* **PROVIDED INFORMATION**:
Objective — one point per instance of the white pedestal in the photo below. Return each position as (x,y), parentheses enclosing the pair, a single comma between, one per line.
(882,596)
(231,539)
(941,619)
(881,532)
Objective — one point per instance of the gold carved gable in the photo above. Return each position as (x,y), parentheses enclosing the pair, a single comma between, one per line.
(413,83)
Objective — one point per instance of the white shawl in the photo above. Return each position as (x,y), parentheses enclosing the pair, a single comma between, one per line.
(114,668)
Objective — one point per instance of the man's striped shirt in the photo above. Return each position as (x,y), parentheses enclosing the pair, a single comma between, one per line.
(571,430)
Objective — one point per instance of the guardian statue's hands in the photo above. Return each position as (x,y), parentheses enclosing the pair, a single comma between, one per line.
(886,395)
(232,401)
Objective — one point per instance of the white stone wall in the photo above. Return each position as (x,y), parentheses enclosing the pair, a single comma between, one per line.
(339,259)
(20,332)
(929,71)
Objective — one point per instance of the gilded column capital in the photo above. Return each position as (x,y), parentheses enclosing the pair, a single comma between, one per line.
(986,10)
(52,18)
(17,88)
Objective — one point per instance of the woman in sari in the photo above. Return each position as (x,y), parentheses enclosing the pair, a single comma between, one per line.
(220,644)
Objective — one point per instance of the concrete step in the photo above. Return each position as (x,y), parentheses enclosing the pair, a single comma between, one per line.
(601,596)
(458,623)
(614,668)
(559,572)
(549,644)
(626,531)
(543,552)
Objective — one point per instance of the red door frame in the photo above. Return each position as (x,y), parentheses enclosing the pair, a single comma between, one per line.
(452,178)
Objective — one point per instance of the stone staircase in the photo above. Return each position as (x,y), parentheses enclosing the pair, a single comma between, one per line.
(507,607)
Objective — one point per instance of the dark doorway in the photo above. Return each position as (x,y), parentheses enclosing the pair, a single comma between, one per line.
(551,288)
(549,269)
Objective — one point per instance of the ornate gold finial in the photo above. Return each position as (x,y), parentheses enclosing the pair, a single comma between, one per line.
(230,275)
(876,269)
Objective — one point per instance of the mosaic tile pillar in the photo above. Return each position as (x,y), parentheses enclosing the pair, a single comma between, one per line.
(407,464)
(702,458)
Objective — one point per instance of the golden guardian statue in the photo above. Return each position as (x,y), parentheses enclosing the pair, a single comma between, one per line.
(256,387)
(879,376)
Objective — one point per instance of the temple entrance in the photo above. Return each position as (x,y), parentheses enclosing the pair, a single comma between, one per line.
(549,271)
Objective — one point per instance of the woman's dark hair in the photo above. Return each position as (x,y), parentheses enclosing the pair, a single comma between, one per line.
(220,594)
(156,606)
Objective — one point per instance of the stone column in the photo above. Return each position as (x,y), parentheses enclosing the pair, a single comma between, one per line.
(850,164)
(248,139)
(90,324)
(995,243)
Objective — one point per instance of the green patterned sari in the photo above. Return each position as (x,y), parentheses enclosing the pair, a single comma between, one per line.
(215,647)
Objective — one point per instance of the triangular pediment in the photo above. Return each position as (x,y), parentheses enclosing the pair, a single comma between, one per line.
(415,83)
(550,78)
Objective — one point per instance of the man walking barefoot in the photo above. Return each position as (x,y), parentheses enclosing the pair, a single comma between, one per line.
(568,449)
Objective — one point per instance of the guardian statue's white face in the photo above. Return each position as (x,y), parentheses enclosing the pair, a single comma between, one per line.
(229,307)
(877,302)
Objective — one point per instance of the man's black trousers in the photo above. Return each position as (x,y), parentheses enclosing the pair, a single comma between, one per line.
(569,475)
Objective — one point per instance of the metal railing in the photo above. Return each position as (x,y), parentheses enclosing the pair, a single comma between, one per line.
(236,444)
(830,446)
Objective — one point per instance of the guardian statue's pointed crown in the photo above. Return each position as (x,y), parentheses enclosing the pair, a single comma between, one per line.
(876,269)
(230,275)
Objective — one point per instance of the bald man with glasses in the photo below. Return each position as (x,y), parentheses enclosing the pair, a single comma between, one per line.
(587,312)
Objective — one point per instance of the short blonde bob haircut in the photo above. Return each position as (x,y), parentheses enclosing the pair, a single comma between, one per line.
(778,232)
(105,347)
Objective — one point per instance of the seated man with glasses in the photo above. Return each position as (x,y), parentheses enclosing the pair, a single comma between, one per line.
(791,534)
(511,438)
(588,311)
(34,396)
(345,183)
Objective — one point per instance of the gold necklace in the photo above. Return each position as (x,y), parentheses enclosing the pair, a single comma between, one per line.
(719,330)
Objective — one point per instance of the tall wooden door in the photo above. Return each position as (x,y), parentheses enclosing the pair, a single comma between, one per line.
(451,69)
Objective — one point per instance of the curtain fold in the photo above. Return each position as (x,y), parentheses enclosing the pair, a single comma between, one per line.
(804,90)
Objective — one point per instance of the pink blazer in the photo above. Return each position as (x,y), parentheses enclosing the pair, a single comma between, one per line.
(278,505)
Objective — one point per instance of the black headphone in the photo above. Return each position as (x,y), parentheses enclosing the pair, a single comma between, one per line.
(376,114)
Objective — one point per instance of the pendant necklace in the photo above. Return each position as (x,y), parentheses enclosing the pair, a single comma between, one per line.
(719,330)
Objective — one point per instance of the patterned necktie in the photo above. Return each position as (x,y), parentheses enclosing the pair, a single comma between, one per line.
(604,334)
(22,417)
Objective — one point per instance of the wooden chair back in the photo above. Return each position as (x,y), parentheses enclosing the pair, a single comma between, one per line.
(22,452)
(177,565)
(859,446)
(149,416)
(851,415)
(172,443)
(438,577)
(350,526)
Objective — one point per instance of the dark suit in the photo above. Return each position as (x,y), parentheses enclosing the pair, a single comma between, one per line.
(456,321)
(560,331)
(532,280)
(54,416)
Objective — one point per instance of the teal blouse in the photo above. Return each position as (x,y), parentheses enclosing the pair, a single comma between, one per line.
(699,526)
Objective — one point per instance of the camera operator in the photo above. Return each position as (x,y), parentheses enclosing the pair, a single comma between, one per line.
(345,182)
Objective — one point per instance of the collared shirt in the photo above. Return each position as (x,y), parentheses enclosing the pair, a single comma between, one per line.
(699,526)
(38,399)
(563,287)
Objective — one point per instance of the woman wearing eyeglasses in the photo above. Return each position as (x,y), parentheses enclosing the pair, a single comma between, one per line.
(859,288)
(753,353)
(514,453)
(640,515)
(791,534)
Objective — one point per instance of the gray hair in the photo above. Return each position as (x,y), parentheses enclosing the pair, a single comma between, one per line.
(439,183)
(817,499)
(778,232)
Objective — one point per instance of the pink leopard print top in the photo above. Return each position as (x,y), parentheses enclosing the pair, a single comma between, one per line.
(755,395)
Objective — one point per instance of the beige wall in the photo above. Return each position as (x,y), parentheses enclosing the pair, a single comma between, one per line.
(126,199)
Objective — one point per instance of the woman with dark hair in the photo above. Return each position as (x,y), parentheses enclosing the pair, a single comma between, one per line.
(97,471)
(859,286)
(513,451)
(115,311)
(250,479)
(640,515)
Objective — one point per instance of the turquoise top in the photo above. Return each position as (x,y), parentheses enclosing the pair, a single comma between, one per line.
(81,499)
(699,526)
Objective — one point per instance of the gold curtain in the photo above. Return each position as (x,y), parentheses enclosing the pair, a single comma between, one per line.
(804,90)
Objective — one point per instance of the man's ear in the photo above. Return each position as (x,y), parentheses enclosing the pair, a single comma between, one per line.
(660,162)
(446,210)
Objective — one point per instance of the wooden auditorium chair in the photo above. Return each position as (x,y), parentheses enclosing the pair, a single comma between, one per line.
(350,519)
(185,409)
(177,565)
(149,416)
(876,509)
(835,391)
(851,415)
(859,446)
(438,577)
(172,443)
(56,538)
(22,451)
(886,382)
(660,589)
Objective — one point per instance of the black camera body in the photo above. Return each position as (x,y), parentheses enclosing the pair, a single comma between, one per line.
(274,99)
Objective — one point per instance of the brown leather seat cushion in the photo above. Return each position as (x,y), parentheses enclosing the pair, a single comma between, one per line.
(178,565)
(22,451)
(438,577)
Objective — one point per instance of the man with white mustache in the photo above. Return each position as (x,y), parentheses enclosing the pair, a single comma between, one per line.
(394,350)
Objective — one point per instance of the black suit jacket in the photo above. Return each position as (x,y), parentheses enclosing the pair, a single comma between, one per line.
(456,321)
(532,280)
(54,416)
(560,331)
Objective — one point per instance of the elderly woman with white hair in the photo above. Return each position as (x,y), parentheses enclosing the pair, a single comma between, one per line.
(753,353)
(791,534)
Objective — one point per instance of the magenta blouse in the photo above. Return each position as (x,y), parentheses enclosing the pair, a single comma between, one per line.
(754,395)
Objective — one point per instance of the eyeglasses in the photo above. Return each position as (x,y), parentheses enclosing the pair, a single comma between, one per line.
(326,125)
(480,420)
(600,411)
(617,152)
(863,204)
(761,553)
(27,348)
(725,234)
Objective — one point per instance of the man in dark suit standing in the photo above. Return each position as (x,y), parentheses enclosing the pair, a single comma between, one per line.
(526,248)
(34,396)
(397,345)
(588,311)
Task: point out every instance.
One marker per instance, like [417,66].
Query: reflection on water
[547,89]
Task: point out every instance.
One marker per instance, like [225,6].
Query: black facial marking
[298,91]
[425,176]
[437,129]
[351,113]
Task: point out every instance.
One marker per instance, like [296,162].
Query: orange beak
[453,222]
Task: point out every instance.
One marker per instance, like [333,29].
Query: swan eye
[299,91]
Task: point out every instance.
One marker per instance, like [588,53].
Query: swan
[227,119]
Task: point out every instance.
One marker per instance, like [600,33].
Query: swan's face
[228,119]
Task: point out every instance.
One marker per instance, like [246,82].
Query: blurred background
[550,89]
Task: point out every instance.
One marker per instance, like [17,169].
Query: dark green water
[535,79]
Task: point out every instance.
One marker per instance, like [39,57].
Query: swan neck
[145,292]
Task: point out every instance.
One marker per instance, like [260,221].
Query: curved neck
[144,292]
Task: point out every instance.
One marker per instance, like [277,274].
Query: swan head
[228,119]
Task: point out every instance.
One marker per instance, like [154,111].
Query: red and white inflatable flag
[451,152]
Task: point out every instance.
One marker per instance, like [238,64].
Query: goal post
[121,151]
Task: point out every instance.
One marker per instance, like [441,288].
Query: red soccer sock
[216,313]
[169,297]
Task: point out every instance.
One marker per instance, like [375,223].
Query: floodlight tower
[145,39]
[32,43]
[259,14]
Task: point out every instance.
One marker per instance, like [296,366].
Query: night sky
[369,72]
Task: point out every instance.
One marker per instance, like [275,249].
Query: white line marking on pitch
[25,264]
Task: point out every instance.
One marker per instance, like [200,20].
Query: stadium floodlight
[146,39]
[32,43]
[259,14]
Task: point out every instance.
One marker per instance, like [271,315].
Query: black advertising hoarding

* **REQUIREMENT**: In the listing above, the lines from the one containing "Query: goal post" through the last line are to be returned exactly.

* **SOLUTION FOR THIS PROBLEM**:
Query: goal post
[121,151]
Task: point out every instance.
One marker per instance, like [441,288].
Query: red soccer sock
[216,313]
[169,297]
Task: point out every instance.
One marker per instance, like [375,223].
Query: floodlight tower
[145,39]
[32,43]
[259,14]
Task: point out every instance.
One marker per instance, like [296,366].
Query: night sky
[369,72]
Task: point out every instance.
One marker per instance, like [275,249].
Query: white line marking on pitch
[25,264]
Task: point out every instance.
One marker per instance, like [200,20].
Query: stadium floodlight
[146,39]
[32,43]
[259,14]
Task: point out every instance.
One marker per instance, like [271,315].
Query: black advertising hoarding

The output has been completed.